▶ _THE PROBLEM_
Would you write out the entries below, every one of them, exactly?
***** DATA
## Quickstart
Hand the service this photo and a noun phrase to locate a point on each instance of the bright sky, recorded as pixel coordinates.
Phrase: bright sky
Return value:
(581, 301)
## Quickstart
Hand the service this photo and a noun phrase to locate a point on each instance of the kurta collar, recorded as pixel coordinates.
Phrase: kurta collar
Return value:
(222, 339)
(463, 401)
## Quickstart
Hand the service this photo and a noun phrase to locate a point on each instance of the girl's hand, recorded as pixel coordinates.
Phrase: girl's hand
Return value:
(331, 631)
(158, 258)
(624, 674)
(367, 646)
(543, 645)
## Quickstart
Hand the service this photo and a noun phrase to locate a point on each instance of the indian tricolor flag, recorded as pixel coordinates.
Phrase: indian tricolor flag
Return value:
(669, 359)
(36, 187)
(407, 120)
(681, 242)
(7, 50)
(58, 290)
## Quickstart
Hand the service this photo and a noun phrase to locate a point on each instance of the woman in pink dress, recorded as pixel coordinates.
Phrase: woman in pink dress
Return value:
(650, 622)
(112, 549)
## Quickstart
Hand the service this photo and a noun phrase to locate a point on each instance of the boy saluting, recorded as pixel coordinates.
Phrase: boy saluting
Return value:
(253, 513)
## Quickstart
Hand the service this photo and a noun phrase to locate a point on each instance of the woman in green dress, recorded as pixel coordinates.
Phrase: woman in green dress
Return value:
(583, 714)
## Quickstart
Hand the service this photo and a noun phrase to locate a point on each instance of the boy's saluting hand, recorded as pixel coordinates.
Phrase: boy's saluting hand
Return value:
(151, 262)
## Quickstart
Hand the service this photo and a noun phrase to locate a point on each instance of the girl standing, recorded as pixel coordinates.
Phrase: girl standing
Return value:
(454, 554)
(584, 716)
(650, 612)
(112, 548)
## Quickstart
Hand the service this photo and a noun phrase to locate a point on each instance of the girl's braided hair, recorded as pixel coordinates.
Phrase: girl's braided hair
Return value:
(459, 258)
**********
▶ _THE ANSWER_
## Quickstart
Hand the service this photo and a noun phrase to locate a point on each instance of the bright sky, recorded as pixel coordinates.
Phrase: bright sky
Return value:
(581, 301)
## Quickstart
Hand the service this photo and a noun phrase to locate a point on each instance of the kurta collar, recorded as pixel coordinates.
Phrase: kurta collar
Return value:
(222, 339)
(463, 401)
## Quickstart
Hand the service this photo and a noun phrase to locate a point on each instance of the girl's hand, recorded as pixel coordinates.
Phrase: girl's hand
Return value:
(331, 631)
(158, 258)
(624, 674)
(367, 646)
(543, 645)
## Quickstart
Hand the service this photo and a noun phrase to locate a point on each instance of the indian tricolor flag, recorded as pixel coordinates.
Phrase: indian tricolor flag
Return value:
(669, 359)
(36, 187)
(407, 120)
(681, 242)
(7, 50)
(58, 290)
## Quickstart
Hand the service this photo and a noun phrase to locate a point on each instance of the woman in pink dress, recorded as pixel coordinates.
Phrase: woman in pink dress
Return value:
(650, 622)
(112, 549)
## Quickstart
Hand the service this photo and a noun phrase to locate a point on each instance of the boy saluting, recorded as pixel coordinates.
Phrase: boy saluting
Return value:
(253, 513)
## Quickstart
Hand the service this photo and a noun phrase to locate a point on each instance of the woman in green dress, recorded as pixel coordinates.
Phrase: woman in green dress
Return value:
(583, 714)
## Quickstart
Hand the service this photo and a noun phrase to locate a point on each instance of the boy's saluting hand, recorded as pixel coordinates.
Phrase: boy's saluting hand
Return value:
(151, 262)
## Quickstart
Hand the service this photo and a noun phrase to locate a point on each instance of the girl standing, recorded as pixel coordinates.
Phrase: girl standing
Return value:
(454, 554)
(584, 716)
(650, 612)
(112, 548)
## Quickstart
Hand the service this photo and a noun phrase to locate a point on each instance of the girl's braided hair, recorded as pixel coordinates.
Phrase: girl's braided hair
Return value:
(459, 258)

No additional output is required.